> **WORK TASK**: What's needed is the listing below, repeated word for word with no pictures.

> **INFORMATION PROVIDED**:
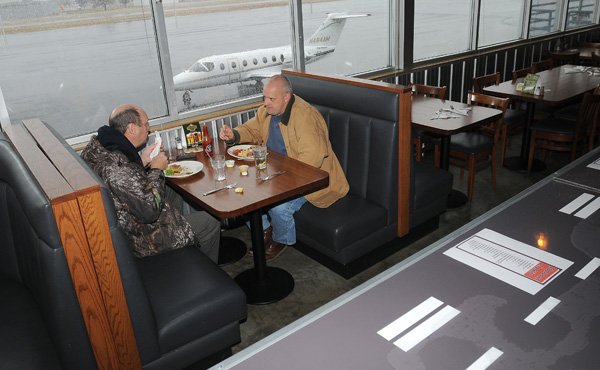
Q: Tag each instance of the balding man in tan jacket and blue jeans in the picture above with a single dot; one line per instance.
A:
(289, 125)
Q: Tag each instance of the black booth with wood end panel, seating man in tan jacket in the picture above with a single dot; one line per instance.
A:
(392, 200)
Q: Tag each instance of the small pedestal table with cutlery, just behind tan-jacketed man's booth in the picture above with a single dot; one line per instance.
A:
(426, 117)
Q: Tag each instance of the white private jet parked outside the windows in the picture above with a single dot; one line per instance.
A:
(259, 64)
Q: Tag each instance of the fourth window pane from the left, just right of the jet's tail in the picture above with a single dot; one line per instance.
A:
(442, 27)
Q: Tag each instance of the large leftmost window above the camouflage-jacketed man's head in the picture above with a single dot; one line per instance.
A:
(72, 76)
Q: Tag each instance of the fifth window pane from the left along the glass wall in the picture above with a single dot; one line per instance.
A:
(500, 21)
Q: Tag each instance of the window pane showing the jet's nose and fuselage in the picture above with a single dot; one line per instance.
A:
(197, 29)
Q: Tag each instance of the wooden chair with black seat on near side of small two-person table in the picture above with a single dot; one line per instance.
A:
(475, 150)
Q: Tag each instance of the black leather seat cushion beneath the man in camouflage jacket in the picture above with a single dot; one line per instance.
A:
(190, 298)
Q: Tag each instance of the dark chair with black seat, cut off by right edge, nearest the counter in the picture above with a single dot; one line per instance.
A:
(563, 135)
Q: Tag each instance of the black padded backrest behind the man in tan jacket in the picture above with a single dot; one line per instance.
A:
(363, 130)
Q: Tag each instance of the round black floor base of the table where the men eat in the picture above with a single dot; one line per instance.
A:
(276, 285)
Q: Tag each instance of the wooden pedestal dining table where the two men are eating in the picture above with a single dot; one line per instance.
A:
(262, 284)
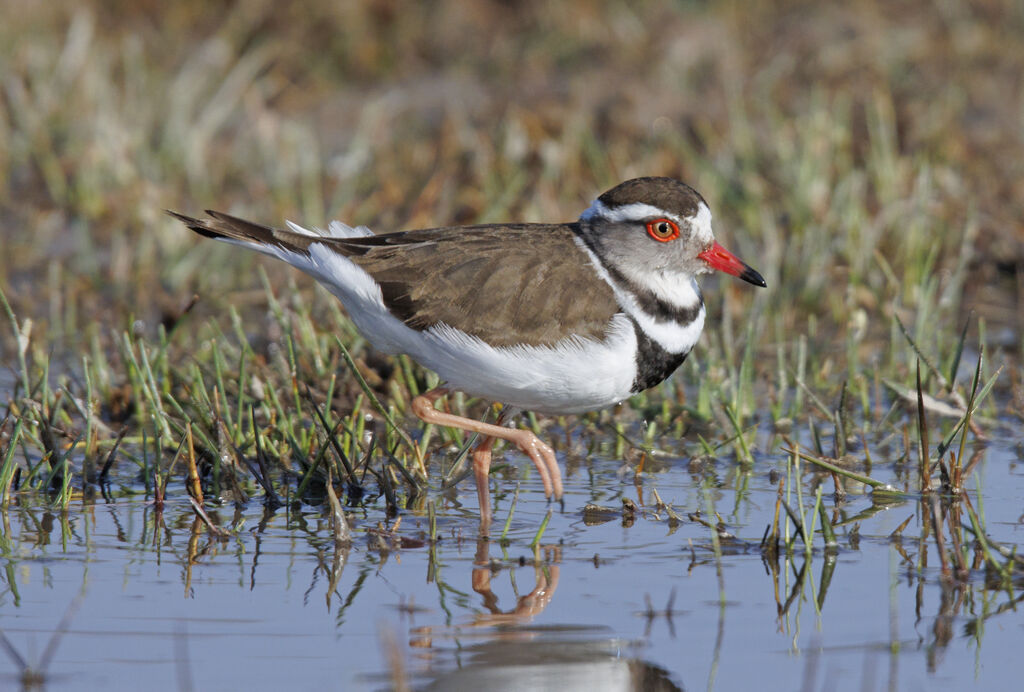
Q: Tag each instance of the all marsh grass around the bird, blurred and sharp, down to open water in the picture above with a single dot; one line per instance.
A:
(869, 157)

> **RESPONSE AREA**:
Q: Tag each instance of the balding man in tan jacket and blue jeans in the picture above with a single dot; one line per instance.
A:
(289, 125)
Q: Tag each instance of the black booth with wood end panel, seating man in tan jacket in the picture above with a single dot; one line per instance.
A:
(392, 200)
Q: Tag each instance of the small pedestal table with cutlery, just behind tan-jacketed man's booth in the picture above with a single dot; one line per instance.
A:
(426, 117)
Q: Tag each instance of the white private jet parked outside the windows in the picture above with a single dot; one line per instance.
A:
(259, 64)
Q: Tag each instance of the fourth window pane from the left, just right of the jet's tail in the picture above with a single dot; one line per instance.
A:
(442, 27)
Q: Tag each instance of the large leftmost window above the camouflage-jacketed man's head in the picture above with a single dot; one line per instance.
A:
(72, 76)
Q: Tag each instance of the fifth window pane from the left along the glass wall in the picture above with a single dot; one line per instance.
A:
(500, 21)
Q: Tag each instance of the window pane showing the jet's nose and fuselage in the picture above with a single dot; one line per instance.
A:
(197, 29)
Q: Tag each instance of the wooden chair with black seat on near side of small two-person table in the picture above with a single dot; one line per instance.
A:
(475, 150)
Q: Tag each instance of the black leather seat cushion beneath the man in camouflage jacket in the picture above with a single dot; one line per instance.
A:
(190, 298)
Q: Tag each instance of the dark chair with black seat, cut off by right edge, nearest the counter in the picture above with a single dot; one line per instance.
A:
(563, 135)
Q: Tag each instance of the black padded backrest behind the man in tan jacket in the picture above with a single dot; one line per instance.
A:
(363, 130)
Q: Tag each instance of the round black floor base of the table where the men eat in the picture above with a single dot; one line per instance.
A:
(276, 285)
Q: Tag each instance of the wooden pedestal dining table where the two men are eating in the picture above with a single dot; one line per instance.
A:
(262, 284)
Q: Tag each instance of the all marsh grass around the bird, blurred and sharp, down to open water in the picture above with a single dot; one line per instance.
A:
(869, 157)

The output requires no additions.